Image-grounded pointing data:
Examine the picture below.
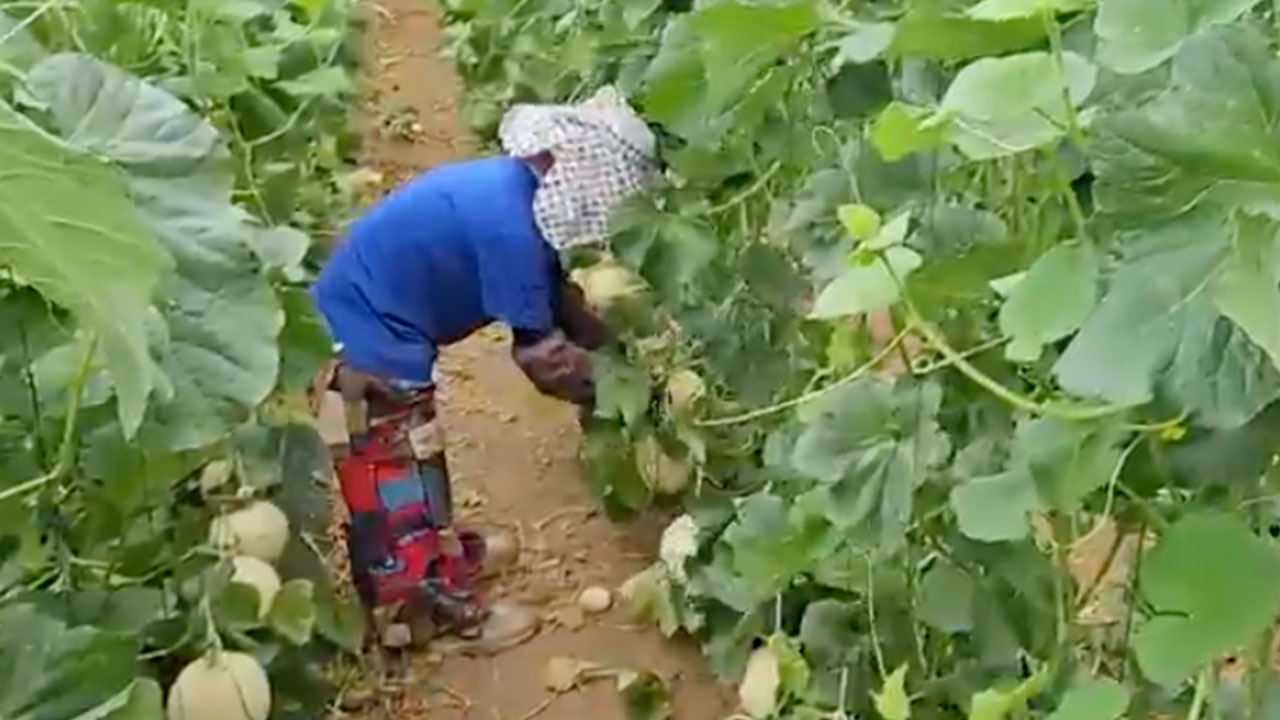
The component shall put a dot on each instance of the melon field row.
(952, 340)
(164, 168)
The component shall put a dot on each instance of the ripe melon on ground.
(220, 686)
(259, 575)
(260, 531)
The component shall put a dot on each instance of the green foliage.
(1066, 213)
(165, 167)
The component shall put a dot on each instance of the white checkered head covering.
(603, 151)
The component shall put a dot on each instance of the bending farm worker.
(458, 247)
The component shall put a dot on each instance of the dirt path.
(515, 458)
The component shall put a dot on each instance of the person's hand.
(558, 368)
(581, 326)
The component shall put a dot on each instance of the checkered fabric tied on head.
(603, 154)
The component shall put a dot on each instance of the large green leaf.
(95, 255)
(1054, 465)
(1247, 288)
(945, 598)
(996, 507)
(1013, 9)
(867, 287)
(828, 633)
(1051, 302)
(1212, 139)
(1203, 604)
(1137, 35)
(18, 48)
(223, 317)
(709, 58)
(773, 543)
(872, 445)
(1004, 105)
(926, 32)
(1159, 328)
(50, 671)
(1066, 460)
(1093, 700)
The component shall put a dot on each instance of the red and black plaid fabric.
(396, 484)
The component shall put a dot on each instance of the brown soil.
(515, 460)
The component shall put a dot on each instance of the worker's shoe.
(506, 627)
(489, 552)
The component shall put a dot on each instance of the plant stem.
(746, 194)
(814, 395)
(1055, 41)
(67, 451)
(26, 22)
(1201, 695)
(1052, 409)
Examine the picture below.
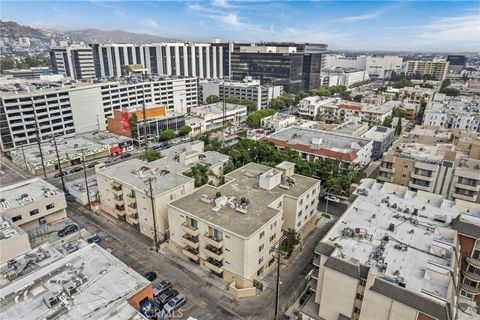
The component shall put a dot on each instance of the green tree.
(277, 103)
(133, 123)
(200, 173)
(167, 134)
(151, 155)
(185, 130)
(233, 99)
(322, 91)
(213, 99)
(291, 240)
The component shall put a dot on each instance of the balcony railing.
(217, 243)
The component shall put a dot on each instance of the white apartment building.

**YOUR INSTRUCTIONS:**
Pictures are to be left out; repeat all the remaining data exactly.

**TASK RESULT:**
Examine the picture below.
The component shall put a dot on each instance of the melon field row.
(952, 340)
(164, 168)
The component shall put a dot on each instance of the ripe melon on ground.
(220, 686)
(259, 575)
(260, 531)
The component shall put a dot on each instance of the green foliage.
(1066, 213)
(165, 167)
The component shall put a dot on each instance of the white checkered head covering.
(603, 151)
The component shall put a dot on each instance of the bending farm worker.
(458, 247)
The component shall put a dot on each instance of the dirt path.
(515, 458)
The component shall put a dot on each instance of the person's hand.
(558, 368)
(581, 326)
The component shall put a dot on each instance of the checkered fabric tied on head.
(603, 154)
The component shall put a dot on each instance of the large green leaf.
(95, 255)
(1054, 465)
(1247, 288)
(945, 598)
(996, 507)
(1013, 9)
(867, 287)
(828, 633)
(1051, 302)
(1212, 139)
(1203, 604)
(1137, 35)
(18, 48)
(223, 317)
(709, 58)
(773, 543)
(872, 445)
(1004, 105)
(926, 32)
(1159, 328)
(50, 671)
(1066, 460)
(1093, 700)
The component shall put a dot on each instance of the red and black plaid fabric.
(396, 484)
The component shall put a dot on each instance of the brown soil.
(515, 460)
The component shall put a dot on each instance of the worker's shoe.
(506, 627)
(489, 552)
The component shall put a dot on each instance of the plant stem.
(746, 194)
(814, 395)
(1055, 41)
(67, 451)
(26, 22)
(1201, 695)
(1052, 409)
Examine the picture below.
The component shall put a dot on each instance of the green tree.
(277, 103)
(133, 123)
(200, 173)
(167, 134)
(151, 155)
(185, 130)
(233, 99)
(322, 91)
(213, 99)
(291, 240)
The component shall put a dot on each instance of the balcony railing.
(217, 243)
The component shall put a dot on each instance of the white apartment building.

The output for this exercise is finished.